Segmentation data |
================================
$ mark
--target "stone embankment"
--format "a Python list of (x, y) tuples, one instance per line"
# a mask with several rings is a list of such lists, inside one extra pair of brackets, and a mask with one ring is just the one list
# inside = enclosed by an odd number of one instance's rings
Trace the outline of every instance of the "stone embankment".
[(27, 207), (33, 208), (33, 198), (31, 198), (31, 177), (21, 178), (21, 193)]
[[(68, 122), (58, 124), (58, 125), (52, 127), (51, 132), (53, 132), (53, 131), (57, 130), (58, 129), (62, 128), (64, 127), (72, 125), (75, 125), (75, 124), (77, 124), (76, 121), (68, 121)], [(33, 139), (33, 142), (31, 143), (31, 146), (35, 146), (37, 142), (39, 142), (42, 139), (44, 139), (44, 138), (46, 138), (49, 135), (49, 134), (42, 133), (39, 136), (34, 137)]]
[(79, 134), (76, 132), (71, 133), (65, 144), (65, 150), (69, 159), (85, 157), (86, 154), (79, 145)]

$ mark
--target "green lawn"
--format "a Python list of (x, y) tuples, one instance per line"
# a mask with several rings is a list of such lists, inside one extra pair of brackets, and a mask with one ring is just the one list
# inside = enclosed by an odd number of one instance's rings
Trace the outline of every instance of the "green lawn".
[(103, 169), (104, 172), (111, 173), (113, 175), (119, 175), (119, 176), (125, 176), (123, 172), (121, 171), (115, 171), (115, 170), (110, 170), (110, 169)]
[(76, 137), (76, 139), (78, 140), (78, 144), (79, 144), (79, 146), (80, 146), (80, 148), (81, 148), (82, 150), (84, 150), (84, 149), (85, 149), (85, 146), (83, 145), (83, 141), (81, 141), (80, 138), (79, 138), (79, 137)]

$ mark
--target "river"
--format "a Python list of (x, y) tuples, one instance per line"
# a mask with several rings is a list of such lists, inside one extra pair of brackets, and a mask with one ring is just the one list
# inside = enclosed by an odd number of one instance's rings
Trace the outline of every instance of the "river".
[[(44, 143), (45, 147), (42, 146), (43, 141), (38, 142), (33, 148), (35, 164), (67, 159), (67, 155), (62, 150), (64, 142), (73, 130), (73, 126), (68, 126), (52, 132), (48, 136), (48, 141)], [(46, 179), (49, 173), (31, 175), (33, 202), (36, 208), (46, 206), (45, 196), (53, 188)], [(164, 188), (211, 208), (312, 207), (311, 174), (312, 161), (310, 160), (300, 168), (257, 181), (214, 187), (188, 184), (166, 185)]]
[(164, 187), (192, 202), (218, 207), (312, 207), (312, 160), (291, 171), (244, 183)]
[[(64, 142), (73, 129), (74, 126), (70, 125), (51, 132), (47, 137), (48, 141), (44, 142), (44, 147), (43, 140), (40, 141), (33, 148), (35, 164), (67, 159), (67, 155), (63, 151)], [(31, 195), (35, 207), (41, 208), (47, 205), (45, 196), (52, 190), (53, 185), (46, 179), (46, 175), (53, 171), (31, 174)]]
================================
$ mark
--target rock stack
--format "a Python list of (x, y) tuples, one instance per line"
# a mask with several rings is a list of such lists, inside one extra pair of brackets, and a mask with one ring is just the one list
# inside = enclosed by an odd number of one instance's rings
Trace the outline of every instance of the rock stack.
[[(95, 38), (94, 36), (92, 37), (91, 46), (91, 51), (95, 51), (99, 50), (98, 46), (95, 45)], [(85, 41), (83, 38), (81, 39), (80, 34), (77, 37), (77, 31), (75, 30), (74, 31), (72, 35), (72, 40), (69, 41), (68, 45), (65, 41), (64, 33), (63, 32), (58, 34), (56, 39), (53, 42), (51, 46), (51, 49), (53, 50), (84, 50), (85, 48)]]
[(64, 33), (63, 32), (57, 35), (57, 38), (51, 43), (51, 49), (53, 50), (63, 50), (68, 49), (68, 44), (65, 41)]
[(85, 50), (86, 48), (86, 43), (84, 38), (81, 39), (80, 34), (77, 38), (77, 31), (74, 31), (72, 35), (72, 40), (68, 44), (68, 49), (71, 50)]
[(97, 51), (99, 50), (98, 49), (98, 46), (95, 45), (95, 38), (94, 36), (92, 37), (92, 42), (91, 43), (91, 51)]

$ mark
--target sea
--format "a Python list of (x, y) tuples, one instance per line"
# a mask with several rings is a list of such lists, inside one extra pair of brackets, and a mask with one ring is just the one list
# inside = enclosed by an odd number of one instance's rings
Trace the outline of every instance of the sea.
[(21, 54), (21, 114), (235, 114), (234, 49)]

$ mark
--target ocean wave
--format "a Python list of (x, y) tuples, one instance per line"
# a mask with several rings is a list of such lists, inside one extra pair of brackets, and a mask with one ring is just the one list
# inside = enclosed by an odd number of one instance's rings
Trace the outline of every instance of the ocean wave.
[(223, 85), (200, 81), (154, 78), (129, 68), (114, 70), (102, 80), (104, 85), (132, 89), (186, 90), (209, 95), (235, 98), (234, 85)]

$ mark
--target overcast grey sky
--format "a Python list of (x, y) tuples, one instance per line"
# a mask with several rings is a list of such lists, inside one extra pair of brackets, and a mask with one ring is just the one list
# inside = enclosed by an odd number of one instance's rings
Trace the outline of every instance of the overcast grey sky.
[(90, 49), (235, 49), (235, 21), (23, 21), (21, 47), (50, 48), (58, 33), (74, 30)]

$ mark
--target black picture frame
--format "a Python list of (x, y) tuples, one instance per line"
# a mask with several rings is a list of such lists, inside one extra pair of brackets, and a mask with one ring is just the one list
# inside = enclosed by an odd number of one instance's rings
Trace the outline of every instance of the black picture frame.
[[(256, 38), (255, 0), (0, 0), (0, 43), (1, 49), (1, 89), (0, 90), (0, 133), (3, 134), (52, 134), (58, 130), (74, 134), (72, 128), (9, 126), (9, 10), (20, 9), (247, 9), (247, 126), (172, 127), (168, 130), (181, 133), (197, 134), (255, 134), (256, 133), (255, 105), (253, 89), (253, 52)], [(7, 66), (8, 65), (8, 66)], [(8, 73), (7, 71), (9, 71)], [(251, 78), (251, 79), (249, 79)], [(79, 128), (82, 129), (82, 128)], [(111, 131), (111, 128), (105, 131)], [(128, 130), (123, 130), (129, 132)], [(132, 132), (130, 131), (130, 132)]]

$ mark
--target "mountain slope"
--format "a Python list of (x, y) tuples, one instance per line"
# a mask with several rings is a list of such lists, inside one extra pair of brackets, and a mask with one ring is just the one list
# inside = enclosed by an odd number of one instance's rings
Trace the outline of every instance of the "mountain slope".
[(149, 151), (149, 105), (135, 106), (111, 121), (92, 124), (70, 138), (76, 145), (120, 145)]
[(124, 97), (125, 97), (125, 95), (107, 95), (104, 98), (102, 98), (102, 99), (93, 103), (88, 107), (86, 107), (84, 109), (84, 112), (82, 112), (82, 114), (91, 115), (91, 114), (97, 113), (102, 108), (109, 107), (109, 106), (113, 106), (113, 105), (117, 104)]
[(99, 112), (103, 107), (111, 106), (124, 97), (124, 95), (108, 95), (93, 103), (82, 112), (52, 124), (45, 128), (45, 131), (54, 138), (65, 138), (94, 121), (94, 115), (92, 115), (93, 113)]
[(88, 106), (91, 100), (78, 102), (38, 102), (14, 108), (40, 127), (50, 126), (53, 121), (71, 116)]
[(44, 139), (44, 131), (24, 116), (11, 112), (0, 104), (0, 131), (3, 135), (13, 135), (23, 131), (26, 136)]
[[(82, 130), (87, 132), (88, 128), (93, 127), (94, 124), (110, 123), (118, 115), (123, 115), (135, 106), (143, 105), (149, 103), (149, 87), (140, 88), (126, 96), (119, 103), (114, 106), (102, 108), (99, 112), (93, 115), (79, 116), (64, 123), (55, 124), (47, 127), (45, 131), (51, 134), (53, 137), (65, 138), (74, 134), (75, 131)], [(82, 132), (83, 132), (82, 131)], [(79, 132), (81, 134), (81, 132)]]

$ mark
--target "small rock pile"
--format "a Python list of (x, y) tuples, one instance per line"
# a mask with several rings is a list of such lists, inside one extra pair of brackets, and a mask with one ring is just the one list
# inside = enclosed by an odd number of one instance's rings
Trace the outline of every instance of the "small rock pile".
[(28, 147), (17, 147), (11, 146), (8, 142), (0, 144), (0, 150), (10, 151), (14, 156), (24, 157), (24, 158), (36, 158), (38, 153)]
================================
The task | Determine how many lines of the data contain the string "stone", and reply with that number alone.

Complete output | 2